Records drawn from a dataset
◇ ◇ ◇

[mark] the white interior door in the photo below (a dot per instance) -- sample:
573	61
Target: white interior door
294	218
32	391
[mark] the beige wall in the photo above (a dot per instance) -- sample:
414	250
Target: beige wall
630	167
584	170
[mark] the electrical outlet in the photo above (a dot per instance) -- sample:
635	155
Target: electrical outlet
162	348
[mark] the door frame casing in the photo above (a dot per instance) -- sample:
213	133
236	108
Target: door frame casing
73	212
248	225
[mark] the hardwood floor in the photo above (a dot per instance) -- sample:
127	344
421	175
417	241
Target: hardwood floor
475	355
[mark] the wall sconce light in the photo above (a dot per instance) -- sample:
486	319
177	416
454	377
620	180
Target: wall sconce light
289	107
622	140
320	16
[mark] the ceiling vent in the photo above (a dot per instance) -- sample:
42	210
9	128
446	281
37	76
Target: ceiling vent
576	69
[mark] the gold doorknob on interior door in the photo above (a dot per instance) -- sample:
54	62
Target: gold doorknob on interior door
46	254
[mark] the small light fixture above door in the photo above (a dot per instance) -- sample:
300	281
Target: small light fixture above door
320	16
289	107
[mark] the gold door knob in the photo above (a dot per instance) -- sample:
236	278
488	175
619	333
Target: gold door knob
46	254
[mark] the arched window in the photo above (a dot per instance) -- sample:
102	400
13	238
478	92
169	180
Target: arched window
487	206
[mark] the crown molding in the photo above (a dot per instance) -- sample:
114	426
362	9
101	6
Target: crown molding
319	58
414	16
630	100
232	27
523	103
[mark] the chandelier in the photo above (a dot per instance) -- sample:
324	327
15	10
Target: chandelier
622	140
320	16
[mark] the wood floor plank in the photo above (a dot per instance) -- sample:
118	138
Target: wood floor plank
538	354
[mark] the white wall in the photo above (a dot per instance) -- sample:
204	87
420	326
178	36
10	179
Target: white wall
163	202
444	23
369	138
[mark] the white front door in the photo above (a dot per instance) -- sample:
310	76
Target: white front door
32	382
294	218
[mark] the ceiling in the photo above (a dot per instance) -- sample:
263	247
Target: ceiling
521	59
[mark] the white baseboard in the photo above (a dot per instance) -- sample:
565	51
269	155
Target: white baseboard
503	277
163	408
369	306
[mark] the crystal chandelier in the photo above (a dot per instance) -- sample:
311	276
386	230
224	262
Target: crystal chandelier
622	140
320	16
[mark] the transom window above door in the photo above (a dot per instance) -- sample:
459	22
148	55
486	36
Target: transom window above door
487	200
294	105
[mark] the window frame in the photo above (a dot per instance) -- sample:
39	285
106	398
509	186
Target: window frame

◇ ◇ ◇

## Task item
Make a faithful copy of every record above.

## Solution to this problem
[mark] the white interior door in the photo below (a dot per instance) -- sample:
573	61
Target: white interior door
294	218
32	391
[mark] the beige wall in the photo above (a dot per instance) -- sample:
414	250
Target: beige wall
630	167
584	170
[mark] the electrical outlet in the photo above (a dot per instance) -- sample:
635	155
Target: electrical outlet
162	348
[mark] the door frame casing in the photo above (a dot per instance) -- sample:
213	133
236	108
Target: door frame casing
73	212
248	225
[mark] the hardwood floor in the photo above (a dot per instance) -- sample:
127	344
421	175
417	241
Target: hardwood floor
475	355
[mark] the wall sconce light in the photo above (a dot per instance) -- sample:
486	319
177	416
454	377
620	180
Target: wall sconce light
289	107
622	140
320	16
[mark] the ceiling vent in the photo above (a dot per instance) -- sample:
42	210
9	128
446	281
37	76
Target: ceiling vent
576	69
[mark] the gold doorknob on interior door in the photo above (a dot per instance) -- sample:
54	62
Target: gold doorknob on interior door
46	254
[mark] the small light fixture above door in the photo above (a dot per instance) -- sample:
300	281
Target: small light fixture above door
320	16
289	107
[mark] the gold door knob in the photo above (a dot per instance) -- sample:
236	278
488	175
619	333
Target: gold door knob
46	254
[mark] the arched window in the photo above (a dot per instance) -- sample:
102	400
13	238
478	92
169	180
Target: arched window
487	206
[mark] the crown molding in the photo above (a dot per instance) -- sample:
114	426
362	9
101	6
Target: crown molding
319	58
414	16
630	100
232	27
523	103
[mark] the chandelier in the photo above (a dot per instance) -- sample:
324	327
15	10
Target: chandelier
622	140
320	16
[mark] the wood floor plank in the photo above (a dot per instance) -- sample:
118	138
Target: wood floor plank
538	354
[mark] the white wall in the photo above (a dot per instance) -- sample:
204	87
420	326
178	36
10	179
Target: white wall
163	202
444	23
369	138
[mark] the white front door in the photo above (a dot per instance) -- sample:
310	76
Target: white front door
32	382
294	218
[mark] the ceiling in the photo above (a dot per instance) -- sample:
263	247
Target: ceiling
521	59
[mark] the white baseboard in the photo above (a dot per instance) -- sample:
565	51
269	155
Target: white baseboard
503	277
163	408
369	306
[mark] the crystal chandelier in the photo above (a dot per instance) -- sample:
311	276
386	230
224	262
Target: crystal chandelier
622	140
320	16
[mark] the transom window above door in the photo above (a dot per instance) -- sample:
459	22
148	55
486	36
Target: transom window above door
487	200
294	105
[mark] the window frame in the photo above (a dot per instance) -- sample:
39	285
106	398
509	186
Target: window frame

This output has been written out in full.